> **Exercise task 1**:
Reproduce verbatim the portion of the forum thread on the Spark-Cassandra query that begins at the words "And tries to" and ends after the words "that in SparkSQL.".

> **Excerpted text**:

Reputation: 1359
Following is the cassandra table schema :
CREATE TABLE my_table ( year text, month text, day text, hour int, min int, sec int, PRIMARY KEY ((year, month, day), hour, min, sec) )
If i run following query using cassandra cql it works:
SELECT * FROM my_table WHERE year ='2017' and month ='01' and day ='16' and (hour,min,sec) > (1,15,0) LIMIT 200
However, when i run same query using spark-cassandra connector it does not work:
sparkSession.read().format("org.apache.spark.sql.cassandra").options(map).load()
.where(year ='2017' and month ='01' and day ='16' and (hour,min,sec) >= (1,15,0)");
I am getting following exception in logs:
> Exception in thread "main" org.apache.spark.sql.AnalysisException:
> cannot resolve '(struct(`hour`, `min`, `sec`) >= struct(1, 15, 0))'
> due to data type mismatch: differing types in '(struct(`hour`, `min`,
> `sec`) >= struct(1, 15, 0))' and (struct<hour:int,min:int,sec:int>
> struct<col1:int,col2:int,col3:int>).; line 1 pos 96
Spark-cassandra-connector version:2.0.0-M3
Spark-version:2.0.0
Any help is much appreciated
Upvotes: 0
Views: 190
Reputation: 16576
Quite simply CQL is not Spark Sql or Catalyst compatible. What you are seeing is a conflict in syntax.
This where clause :
.where(year ='2017' and month ='01' and day ='16' and (hour,min,sec) >= (1,15,0)
Is not directly pushed down to Cassandra. Instead it is being transformed into catalyst predicates. This is where you have a problem
Cataylst sees this
(hour,min,sec) >= (1,15,0)
And tries to make types for them
The left hand side becomes
struct<hour:int,min:int,sec:int>
The right hand side becomes
struct<col1:int,col2:int,col3:int>
These are not tuples, but explicitly typed structs. They cannot be directly compared hence your error. In the DataFrame api you would just define a new Struct with the correct types and make a literal of that but I'm not sure how to express that in SparkSQL.

Region annotation entries:
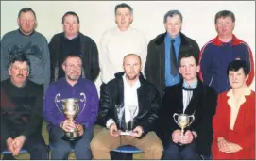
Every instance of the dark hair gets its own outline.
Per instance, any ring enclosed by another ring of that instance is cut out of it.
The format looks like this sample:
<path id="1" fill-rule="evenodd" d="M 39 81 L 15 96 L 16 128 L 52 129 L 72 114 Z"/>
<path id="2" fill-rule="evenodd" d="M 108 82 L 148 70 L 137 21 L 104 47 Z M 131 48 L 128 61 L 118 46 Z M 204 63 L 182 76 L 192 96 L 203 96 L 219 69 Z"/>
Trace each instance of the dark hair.
<path id="1" fill-rule="evenodd" d="M 179 10 L 169 10 L 163 17 L 163 23 L 165 24 L 167 22 L 168 17 L 173 17 L 175 15 L 179 16 L 181 22 L 183 22 L 183 16 Z"/>
<path id="2" fill-rule="evenodd" d="M 126 3 L 116 5 L 114 8 L 114 14 L 116 14 L 116 11 L 119 8 L 128 8 L 129 9 L 130 13 L 133 14 L 133 8 Z"/>
<path id="3" fill-rule="evenodd" d="M 37 19 L 36 13 L 35 13 L 35 11 L 31 8 L 22 8 L 19 11 L 18 17 L 21 16 L 22 12 L 26 13 L 26 12 L 28 12 L 28 11 L 31 11 L 34 14 L 35 18 Z"/>
<path id="4" fill-rule="evenodd" d="M 230 17 L 232 19 L 232 22 L 235 22 L 234 14 L 230 10 L 221 10 L 217 12 L 215 15 L 215 24 L 217 24 L 217 20 L 221 17 Z"/>
<path id="5" fill-rule="evenodd" d="M 81 59 L 81 61 L 82 61 L 82 57 L 81 57 L 80 55 L 78 55 L 78 54 L 69 54 L 69 55 L 66 55 L 66 56 L 64 56 L 63 64 L 65 63 L 65 61 L 66 61 L 69 57 L 79 57 L 79 58 Z"/>
<path id="6" fill-rule="evenodd" d="M 245 60 L 233 60 L 230 62 L 227 68 L 227 75 L 229 75 L 230 71 L 237 72 L 241 68 L 244 70 L 244 73 L 247 76 L 249 73 L 249 66 L 247 62 Z"/>
<path id="7" fill-rule="evenodd" d="M 26 62 L 28 67 L 28 72 L 30 72 L 30 60 L 26 56 L 26 54 L 23 51 L 14 51 L 9 53 L 8 68 L 10 68 L 10 66 L 16 61 Z"/>
<path id="8" fill-rule="evenodd" d="M 180 52 L 180 54 L 179 55 L 179 62 L 178 62 L 178 65 L 180 67 L 180 62 L 181 62 L 181 59 L 182 58 L 185 58 L 185 57 L 190 57 L 190 56 L 193 56 L 195 58 L 195 61 L 196 61 L 196 65 L 197 66 L 199 63 L 198 63 L 198 57 L 195 56 L 195 54 L 193 53 L 193 48 L 186 48 L 186 49 L 183 49 L 183 51 Z"/>
<path id="9" fill-rule="evenodd" d="M 77 19 L 77 23 L 80 24 L 80 20 L 79 20 L 78 15 L 77 13 L 75 13 L 74 11 L 68 11 L 62 16 L 62 24 L 64 24 L 65 17 L 68 16 L 68 15 L 76 16 Z"/>
<path id="10" fill-rule="evenodd" d="M 139 58 L 140 63 L 142 64 L 141 56 L 138 56 L 138 55 L 136 55 L 136 54 L 132 54 L 132 53 L 131 53 L 131 54 L 128 54 L 127 56 L 125 56 L 124 58 L 123 58 L 123 62 L 124 62 L 124 60 L 125 60 L 128 56 L 136 56 Z"/>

> **Exercise task 2**:
State how many lines of the records contain the word "instance", treating case as significant, and give only that number.

> **Full response 1**:
And tries to make types for them
The left hand side becomes
struct<hour:int,min:int,sec:int>
The right hand side becomes
struct<col1:int,col2:int,col3:int>
These are not tuples, but explicitly typed structs. They cannot be directly compared hence your error. In the DataFrame api you would just define a new Struct with the correct types and make a literal of that but I'm not sure how to express that in SparkSQL.

> **Full response 2**:
3